## What to work on
Copy every record exactly, and keep the pictures out.

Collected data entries

==========

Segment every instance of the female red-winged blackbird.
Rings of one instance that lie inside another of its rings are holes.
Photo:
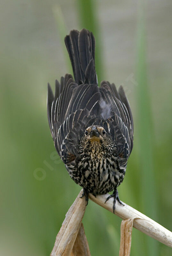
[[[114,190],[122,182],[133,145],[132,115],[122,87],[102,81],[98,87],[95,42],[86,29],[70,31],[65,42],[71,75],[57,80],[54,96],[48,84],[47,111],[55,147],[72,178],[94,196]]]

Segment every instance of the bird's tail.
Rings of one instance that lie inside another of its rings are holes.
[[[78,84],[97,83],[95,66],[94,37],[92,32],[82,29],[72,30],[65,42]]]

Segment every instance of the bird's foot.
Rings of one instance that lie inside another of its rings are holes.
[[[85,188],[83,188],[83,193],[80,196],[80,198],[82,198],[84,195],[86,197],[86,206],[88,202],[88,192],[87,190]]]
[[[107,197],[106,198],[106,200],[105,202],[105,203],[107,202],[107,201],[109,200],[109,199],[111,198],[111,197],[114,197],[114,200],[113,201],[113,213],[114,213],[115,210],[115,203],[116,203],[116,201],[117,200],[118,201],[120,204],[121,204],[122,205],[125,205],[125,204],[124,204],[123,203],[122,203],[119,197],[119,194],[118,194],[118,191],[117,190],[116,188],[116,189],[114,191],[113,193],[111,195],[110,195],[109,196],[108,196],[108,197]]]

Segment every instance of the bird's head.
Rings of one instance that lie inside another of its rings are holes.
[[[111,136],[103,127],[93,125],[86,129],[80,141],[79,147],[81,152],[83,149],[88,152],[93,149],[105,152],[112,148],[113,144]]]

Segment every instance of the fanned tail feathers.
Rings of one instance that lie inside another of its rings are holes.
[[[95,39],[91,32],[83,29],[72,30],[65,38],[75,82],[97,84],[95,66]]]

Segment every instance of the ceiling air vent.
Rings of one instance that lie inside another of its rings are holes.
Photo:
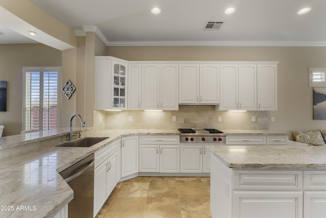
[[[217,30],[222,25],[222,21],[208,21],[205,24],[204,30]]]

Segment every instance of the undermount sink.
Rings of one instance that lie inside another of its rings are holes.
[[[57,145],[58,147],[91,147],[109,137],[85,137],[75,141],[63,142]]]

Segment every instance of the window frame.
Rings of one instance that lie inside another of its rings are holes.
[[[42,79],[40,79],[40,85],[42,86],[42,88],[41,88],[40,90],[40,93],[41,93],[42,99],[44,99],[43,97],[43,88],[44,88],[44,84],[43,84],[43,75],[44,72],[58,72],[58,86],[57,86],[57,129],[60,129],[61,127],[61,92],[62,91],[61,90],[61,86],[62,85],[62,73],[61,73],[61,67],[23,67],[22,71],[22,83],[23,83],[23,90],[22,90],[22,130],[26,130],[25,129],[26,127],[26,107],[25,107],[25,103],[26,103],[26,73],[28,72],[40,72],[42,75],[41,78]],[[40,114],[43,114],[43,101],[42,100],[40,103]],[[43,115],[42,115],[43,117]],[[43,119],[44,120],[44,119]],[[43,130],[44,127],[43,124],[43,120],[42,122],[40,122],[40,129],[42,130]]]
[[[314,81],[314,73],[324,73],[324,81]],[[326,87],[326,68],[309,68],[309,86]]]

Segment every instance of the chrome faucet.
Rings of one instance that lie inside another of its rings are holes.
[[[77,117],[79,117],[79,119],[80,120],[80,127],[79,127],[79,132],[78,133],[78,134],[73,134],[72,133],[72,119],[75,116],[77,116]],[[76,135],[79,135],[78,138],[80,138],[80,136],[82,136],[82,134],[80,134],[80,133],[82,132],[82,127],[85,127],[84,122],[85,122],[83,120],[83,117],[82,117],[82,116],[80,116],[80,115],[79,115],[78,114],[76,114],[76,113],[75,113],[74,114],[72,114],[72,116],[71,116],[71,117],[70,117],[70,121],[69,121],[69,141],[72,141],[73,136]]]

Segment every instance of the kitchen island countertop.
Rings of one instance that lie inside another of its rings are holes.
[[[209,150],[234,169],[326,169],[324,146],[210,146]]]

==========

## Exercise result
Segment every instance of the female red-winged blackbird.
Rings of one instance that lie inside another of its rings are holes.
Photo:
[[[114,190],[122,182],[133,145],[132,115],[122,87],[102,81],[98,87],[95,42],[86,29],[70,31],[65,42],[71,75],[57,80],[54,96],[48,84],[47,111],[55,147],[72,178],[94,196]]]

Segment every instance of the bird's tail.
Rings of one instance that lie inside another of its rings are holes.
[[[78,84],[97,83],[95,66],[94,37],[92,32],[82,29],[72,30],[65,42]]]

Segment every instance of the bird's foot.
Rings of one instance that lie inside another of its rings are holes.
[[[85,188],[83,188],[83,193],[80,196],[80,198],[82,198],[84,195],[86,197],[86,206],[88,202],[88,192],[87,190]]]
[[[107,197],[106,198],[106,200],[105,202],[105,203],[107,202],[107,201],[109,200],[109,199],[111,198],[111,197],[114,197],[114,200],[113,201],[113,213],[114,213],[115,210],[115,203],[116,203],[116,201],[117,200],[118,201],[120,204],[121,204],[122,205],[125,205],[125,204],[124,204],[123,203],[122,203],[119,197],[119,194],[118,194],[118,191],[117,190],[116,188],[116,189],[114,191],[113,193],[111,195],[110,195],[109,196],[108,196],[108,197]]]

Segment every instance of the bird's head.
Rings of one instance that lie inside another of its rings are holes.
[[[111,136],[103,127],[93,125],[86,129],[80,141],[79,147],[81,152],[83,149],[88,152],[93,149],[105,152],[112,148],[113,144]]]

Segment every instance of the fanned tail feathers.
Rings of one instance that lie inside another of its rings are holes.
[[[95,39],[91,32],[83,29],[72,30],[65,38],[75,82],[97,84],[95,66]]]

Segment every instance of the ceiling air vent.
Rings of one instance that lie inside another of its rings are holes.
Photo:
[[[217,30],[222,25],[222,21],[208,21],[205,24],[204,30]]]

Segment every instance of the undermount sink.
Rings of one instance that lie inside another of its rings are holes.
[[[57,145],[58,147],[91,147],[109,137],[85,137],[75,141],[63,142]]]

Segment every instance of the window frame.
Rings of one instance that lie inside another of its rings are holes.
[[[42,79],[40,79],[40,85],[42,86],[42,88],[41,88],[40,90],[40,93],[41,93],[42,99],[44,99],[43,97],[43,88],[44,88],[44,84],[43,84],[43,75],[44,72],[58,72],[58,86],[57,86],[57,129],[60,129],[61,127],[61,92],[62,91],[61,90],[61,86],[62,85],[62,73],[61,73],[61,67],[23,67],[22,71],[22,83],[23,83],[23,90],[22,90],[22,130],[26,130],[25,129],[26,127],[26,107],[25,107],[25,103],[26,103],[26,73],[28,72],[40,72],[42,75],[41,78]],[[40,114],[43,114],[43,101],[42,100],[40,103]],[[43,115],[42,115],[43,117]],[[43,119],[44,120],[44,119]],[[43,130],[44,127],[43,124],[43,120],[42,122],[40,122],[40,129],[42,130]]]
[[[314,81],[314,73],[324,73],[324,81]],[[326,87],[326,68],[309,68],[309,86]]]

Segment every instance of the chrome faucet.
Rings of one instance that lie inside another of its rings are holes.
[[[77,117],[79,117],[79,119],[80,120],[80,127],[79,127],[79,132],[78,133],[78,134],[73,134],[72,133],[72,119],[75,116],[77,116]],[[76,135],[79,135],[78,138],[80,138],[80,136],[82,136],[82,134],[80,134],[80,133],[82,132],[82,127],[85,127],[84,122],[85,122],[83,120],[83,117],[82,117],[82,116],[80,116],[80,115],[79,115],[78,114],[76,114],[76,113],[75,113],[74,114],[72,114],[72,116],[71,116],[71,117],[70,117],[70,121],[69,121],[69,141],[72,141],[73,136]]]

Segment every instance of the kitchen island countertop.
Rings of one instance that lie inside another of its rings are holes.
[[[209,150],[234,169],[326,169],[324,146],[210,146]]]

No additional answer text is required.